DOCUMENT SEGMENT:
[video]
For the last 5 or 6 years I have been fishing around for branding and identity for the things I produce. I have started a company, closed a company, worked with a talented brand consultant, and almost worked with another. I have also started and stalled several different blogs relating to these endeavors, though none have really stuck. This blog is yet another attempt at expression and documentation.
Here are some of the names I have worked under during the years of 2005 or so until 2011.
For Unnature, I was specifically attempting to market the bioacoustic simulations I started making while studying evolutionary and adaptive systems at the University of Sussex. My obsessions there had already produced a paper, and I really wanted to find a way to continue this work. A company was formed with the intent of finding a product incarnation that I could produce and sell. I imagined a shop that made sort of an updated clockwork automata, but this time in computational media. However, there really was no market or at least no product market fit. I had an idea in search of a market. Bad dog.

MATERIAL SUPPLIED:
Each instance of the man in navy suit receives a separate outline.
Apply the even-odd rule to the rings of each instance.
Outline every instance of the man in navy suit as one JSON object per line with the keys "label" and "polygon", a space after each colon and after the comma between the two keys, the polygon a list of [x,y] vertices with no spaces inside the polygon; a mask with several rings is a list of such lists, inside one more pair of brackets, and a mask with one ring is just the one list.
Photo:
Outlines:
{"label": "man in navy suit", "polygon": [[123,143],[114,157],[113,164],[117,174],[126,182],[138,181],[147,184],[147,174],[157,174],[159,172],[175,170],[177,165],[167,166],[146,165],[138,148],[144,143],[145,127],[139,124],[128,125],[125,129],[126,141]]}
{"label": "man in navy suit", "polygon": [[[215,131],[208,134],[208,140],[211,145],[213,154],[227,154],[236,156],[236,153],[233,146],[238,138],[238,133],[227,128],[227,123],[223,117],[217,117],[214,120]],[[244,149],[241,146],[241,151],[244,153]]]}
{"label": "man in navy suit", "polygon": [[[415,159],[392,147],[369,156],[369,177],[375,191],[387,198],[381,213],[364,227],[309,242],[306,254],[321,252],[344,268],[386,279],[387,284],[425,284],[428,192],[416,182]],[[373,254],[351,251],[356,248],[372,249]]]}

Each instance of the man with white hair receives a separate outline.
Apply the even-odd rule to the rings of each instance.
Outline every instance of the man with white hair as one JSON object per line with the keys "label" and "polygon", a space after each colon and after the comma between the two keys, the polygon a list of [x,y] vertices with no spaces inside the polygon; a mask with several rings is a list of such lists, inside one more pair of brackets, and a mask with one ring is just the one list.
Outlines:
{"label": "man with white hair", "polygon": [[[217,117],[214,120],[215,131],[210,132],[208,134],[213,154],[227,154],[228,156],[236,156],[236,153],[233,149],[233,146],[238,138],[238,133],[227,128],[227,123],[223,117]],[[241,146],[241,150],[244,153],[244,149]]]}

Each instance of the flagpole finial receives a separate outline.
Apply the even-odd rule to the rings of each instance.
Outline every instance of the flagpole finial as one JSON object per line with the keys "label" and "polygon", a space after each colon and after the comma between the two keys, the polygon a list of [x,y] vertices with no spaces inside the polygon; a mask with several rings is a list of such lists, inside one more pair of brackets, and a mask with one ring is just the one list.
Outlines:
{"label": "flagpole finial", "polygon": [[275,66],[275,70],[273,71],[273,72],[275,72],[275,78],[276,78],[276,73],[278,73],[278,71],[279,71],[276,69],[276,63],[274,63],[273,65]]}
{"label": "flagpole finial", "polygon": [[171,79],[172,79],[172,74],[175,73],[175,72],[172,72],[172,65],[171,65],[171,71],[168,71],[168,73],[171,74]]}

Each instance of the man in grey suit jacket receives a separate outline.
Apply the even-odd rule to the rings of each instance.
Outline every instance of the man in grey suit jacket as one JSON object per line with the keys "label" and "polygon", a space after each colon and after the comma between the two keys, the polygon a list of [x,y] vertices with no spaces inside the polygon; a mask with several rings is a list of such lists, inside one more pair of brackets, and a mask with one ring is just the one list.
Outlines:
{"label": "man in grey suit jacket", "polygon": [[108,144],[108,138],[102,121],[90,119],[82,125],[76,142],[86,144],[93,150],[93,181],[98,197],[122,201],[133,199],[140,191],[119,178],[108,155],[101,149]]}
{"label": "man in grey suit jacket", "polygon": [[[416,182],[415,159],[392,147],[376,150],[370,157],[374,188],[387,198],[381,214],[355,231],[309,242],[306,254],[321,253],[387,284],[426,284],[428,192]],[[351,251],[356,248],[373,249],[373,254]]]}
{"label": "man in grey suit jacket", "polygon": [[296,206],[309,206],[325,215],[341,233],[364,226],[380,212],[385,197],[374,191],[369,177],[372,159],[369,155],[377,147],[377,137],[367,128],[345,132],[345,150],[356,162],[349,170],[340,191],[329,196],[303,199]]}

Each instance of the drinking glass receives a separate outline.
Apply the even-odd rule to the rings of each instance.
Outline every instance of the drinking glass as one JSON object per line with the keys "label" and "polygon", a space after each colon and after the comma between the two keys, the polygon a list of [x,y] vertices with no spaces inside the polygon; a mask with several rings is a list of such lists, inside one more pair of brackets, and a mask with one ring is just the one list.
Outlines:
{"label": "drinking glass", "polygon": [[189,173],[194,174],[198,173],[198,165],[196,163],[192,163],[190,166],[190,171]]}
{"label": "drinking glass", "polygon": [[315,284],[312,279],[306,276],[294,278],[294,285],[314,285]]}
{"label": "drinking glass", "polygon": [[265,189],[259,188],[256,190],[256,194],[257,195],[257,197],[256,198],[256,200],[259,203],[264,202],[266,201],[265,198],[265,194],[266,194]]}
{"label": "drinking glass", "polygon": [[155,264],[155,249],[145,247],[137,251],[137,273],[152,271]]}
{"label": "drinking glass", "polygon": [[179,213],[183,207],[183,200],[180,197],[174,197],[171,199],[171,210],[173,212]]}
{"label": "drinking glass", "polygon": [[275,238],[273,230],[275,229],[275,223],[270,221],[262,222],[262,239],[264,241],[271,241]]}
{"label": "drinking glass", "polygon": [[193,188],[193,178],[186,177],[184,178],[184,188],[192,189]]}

AIM 1:
For the text about branding and identity, decide whether each statement agrees with it: (a) The writer studied evolutionary and adaptive systems at the University of Sussex. (b) The writer worked with two brand consultants. (c) Unnature found a clear product market fit. For each, answer yes or no and quote the words of the text that decide it.
AIM 2:
Carry on writing the text about branding and identity, picking up after its final sentence.

EXPECTED ANSWER 1:
(a) Yes: "while studying evolutionary and adaptive systems at the University of Sussex"
(b) No: "worked with a talented brand consultant, and almost worked with another"
(c) No: "there really was no market or at least no product market fit"

EXPECTED ANSWER 2:
The deeper I got into the project, the more I realized that it was the conceptual research that was really spinning my gears, not a love of the marketplace. A conference paper and book chapter later, it was totally clear that I should have pursued this as art, and not as business.
By about 2007, I was becoming more interested in the sounds actually made by animals, rather than just trying to simulate them. It started innocently enough - I needed source material for the simulations. I also wanted to document and understand the patterns I was trying to emulate - where did they come from, what motivates choruses, what do they actually sound like. So I started listening and recording. A lot.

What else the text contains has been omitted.